Filter the lines below, keeping only those that contain the string "should", and reproduce each kept line in full.

=-=-=-=-=

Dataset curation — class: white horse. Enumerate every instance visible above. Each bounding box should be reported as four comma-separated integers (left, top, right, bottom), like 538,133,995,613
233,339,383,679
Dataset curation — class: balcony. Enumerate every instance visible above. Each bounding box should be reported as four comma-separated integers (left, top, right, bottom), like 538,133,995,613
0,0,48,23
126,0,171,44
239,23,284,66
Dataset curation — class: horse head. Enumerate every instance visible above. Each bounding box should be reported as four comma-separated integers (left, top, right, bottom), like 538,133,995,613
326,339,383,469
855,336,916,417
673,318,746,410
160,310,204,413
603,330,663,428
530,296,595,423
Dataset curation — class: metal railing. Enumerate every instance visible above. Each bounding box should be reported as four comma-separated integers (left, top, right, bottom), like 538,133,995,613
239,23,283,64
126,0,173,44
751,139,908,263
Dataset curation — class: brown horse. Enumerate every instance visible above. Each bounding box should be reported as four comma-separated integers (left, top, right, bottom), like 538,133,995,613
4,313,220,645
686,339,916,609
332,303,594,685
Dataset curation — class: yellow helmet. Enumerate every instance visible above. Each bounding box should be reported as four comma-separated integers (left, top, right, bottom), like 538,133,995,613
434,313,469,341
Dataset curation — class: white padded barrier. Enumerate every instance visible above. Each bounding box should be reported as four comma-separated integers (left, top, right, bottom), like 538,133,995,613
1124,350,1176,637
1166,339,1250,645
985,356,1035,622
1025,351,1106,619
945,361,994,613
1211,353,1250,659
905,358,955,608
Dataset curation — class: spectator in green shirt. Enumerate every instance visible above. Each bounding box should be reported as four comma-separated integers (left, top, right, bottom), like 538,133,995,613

=-=-=-=-=

• [In response]
Dataset curation — class: white horse. Enumerate every instance visible above. Each bounding box should be reported as four comma-separated integers (left, top, right, bottom), like 538,133,995,613
Dataset curation — class: balcony. Enumerate every instance visible above. Each bounding box should be reported as four comma-separated integers (left, top, right, bottom), like 538,133,995,613
Dataset curation — class: horse head. Enumerate every instance visible above. Each bounding box should be reported as four comma-separated integers (left, top, right, bottom), like 538,133,995,613
Dataset curation — class: metal railing. Enumerate every instance visible above. Each bounding box should be reported as four comma-separated integers (left, top, right, bottom), like 538,133,995,613
Dataset curation — class: brown horse. Enumerate every instance visible above. Each bounding box should be reported as four comma-separated integers (left, top, right, bottom), like 538,133,995,613
Dataset curation — class: yellow helmet. Enumerate every instance visible above. Each bounding box should be reported as four comma-separated integers (left, top, right, bottom), like 538,133,995,613
Dataset curation — class: white padded barrier. Enumerate every instance visible above. Each bounding box should be reported as four comma-separated integers (left, top, right, bottom), like 538,133,995,613
Dataset curation — class: spectator in green shirt. Enumerate every instance visible above. Each bounding box should be reported as four comma-separated integers (left, top, right, bottom), like 538,133,995,613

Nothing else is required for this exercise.